What is asked> The required output is the exact sequence of lines from the line holding "the white subway" to the end of the records, inclusive.

** Begin Records provided **

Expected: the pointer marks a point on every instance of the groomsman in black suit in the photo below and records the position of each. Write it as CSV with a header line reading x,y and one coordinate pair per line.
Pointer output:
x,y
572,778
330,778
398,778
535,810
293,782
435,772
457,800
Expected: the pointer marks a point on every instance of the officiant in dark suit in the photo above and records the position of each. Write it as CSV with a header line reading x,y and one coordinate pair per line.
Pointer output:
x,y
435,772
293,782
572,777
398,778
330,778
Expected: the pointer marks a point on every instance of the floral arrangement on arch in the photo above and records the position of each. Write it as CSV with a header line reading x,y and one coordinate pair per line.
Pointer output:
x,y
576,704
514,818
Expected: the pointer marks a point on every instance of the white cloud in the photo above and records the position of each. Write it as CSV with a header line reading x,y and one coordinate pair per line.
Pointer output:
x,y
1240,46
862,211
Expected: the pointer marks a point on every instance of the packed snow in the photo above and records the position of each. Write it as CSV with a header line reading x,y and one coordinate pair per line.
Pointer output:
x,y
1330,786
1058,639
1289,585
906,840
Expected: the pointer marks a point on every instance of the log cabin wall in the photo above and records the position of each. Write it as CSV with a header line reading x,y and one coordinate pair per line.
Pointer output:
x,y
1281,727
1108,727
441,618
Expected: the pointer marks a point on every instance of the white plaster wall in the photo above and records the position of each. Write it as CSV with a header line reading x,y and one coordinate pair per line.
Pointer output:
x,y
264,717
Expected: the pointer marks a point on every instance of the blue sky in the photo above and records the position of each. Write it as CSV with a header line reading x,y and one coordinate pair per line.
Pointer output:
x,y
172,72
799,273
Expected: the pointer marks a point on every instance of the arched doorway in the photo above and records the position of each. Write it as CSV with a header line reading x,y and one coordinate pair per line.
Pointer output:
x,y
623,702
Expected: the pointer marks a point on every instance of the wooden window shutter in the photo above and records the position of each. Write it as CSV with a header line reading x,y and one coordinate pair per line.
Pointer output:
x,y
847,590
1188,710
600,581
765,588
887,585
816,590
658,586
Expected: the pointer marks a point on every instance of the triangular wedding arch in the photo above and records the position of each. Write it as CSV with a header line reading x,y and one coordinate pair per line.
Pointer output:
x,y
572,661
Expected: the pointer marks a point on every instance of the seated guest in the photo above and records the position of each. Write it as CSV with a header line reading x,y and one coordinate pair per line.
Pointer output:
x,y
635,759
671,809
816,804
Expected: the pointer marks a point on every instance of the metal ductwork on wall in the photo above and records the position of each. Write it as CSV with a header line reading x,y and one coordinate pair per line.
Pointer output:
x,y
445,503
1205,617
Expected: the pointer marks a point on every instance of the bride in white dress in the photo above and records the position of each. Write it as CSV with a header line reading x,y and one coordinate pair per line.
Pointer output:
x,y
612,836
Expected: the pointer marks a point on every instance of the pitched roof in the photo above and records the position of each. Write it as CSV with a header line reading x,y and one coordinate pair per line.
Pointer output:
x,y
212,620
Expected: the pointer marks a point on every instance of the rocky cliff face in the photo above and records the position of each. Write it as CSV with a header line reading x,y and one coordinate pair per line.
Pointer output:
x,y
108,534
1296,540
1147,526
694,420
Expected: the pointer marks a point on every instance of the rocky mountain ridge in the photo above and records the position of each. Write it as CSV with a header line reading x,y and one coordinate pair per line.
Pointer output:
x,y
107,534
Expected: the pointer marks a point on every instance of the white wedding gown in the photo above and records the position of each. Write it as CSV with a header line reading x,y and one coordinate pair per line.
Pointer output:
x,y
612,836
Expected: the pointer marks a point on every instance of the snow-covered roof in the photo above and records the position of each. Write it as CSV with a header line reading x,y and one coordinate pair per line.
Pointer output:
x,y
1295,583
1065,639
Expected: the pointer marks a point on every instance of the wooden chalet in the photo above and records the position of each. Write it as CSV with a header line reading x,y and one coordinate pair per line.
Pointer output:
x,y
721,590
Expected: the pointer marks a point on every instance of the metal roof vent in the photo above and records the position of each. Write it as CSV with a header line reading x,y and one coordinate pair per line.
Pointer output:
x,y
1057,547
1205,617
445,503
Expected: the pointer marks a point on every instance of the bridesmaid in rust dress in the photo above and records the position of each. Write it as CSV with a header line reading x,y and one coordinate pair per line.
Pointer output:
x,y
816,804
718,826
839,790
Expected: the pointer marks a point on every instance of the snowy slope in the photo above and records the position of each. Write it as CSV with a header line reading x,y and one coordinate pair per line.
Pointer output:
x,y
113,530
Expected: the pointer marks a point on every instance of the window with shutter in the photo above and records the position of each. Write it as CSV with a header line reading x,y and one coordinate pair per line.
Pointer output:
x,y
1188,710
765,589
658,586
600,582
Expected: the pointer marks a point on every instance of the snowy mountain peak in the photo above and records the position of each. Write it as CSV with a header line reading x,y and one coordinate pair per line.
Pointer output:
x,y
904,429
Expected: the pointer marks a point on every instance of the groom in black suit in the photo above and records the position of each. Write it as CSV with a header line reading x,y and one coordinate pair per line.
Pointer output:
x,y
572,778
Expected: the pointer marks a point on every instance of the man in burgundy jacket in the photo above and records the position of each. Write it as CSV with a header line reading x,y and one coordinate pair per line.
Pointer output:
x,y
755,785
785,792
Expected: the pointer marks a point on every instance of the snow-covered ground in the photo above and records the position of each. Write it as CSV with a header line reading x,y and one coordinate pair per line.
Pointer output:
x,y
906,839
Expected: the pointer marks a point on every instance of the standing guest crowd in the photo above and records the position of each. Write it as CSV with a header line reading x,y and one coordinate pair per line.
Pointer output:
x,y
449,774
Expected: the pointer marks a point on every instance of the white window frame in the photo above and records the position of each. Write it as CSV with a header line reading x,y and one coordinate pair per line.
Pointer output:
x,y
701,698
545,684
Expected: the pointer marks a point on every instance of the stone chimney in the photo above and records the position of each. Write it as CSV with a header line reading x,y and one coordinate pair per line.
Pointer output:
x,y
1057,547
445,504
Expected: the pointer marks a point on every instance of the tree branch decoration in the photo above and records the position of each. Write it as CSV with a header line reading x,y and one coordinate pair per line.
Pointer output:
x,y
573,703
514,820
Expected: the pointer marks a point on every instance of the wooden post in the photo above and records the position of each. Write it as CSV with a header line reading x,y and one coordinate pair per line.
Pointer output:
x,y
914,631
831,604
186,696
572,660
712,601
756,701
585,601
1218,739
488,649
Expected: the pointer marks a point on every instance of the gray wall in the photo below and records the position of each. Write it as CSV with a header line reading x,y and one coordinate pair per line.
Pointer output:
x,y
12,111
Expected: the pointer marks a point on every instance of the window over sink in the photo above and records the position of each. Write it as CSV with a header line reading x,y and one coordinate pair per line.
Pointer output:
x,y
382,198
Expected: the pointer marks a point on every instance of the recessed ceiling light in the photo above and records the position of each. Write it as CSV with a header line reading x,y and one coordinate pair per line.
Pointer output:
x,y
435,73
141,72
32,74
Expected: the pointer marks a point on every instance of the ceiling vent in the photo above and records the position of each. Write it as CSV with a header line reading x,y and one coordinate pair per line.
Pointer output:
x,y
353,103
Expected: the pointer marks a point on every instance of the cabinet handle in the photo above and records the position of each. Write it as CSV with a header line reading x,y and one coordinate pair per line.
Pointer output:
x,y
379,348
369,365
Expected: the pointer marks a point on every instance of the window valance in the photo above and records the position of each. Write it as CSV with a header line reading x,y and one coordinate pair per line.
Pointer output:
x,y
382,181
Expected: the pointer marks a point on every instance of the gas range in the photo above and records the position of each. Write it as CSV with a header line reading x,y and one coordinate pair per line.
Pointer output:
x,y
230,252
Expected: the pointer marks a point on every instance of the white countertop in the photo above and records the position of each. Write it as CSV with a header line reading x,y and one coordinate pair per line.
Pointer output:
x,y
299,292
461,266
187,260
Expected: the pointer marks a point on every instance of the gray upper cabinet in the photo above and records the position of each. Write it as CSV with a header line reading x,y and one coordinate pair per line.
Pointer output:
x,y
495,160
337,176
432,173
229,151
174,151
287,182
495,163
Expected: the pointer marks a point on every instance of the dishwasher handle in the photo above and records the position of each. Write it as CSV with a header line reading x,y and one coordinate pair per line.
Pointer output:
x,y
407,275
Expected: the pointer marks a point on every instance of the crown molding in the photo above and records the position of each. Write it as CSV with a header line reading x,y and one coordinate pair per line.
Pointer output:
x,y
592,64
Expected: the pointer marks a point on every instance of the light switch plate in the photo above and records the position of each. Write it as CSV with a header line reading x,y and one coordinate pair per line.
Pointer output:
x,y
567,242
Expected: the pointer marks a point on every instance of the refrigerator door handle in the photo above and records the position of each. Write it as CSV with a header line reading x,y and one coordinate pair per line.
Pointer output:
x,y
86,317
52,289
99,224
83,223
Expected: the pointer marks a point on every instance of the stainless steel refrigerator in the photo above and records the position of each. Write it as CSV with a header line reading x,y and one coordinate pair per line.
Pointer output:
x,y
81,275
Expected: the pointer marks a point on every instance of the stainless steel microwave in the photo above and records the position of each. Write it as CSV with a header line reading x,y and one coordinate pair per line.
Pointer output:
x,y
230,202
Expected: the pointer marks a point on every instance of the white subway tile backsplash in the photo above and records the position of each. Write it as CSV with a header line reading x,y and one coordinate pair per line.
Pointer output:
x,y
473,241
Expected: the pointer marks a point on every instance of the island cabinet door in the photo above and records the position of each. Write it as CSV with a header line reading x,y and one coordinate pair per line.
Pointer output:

** End Records provided **

Solution to the problem>
Expected: the pointer marks a point on every instance of the white subway tile backsplash in the photo above and records the position of each. Write it as CSV with a header line reading x,y and one coordinate pair per line.
Pointer output:
x,y
473,241
Expected: the pointer marks a point on every instance of the island cabinet door in the photo above and records the position of each. Write it as CSV with a header line reading x,y and one coordinate pair per line.
Pointer output:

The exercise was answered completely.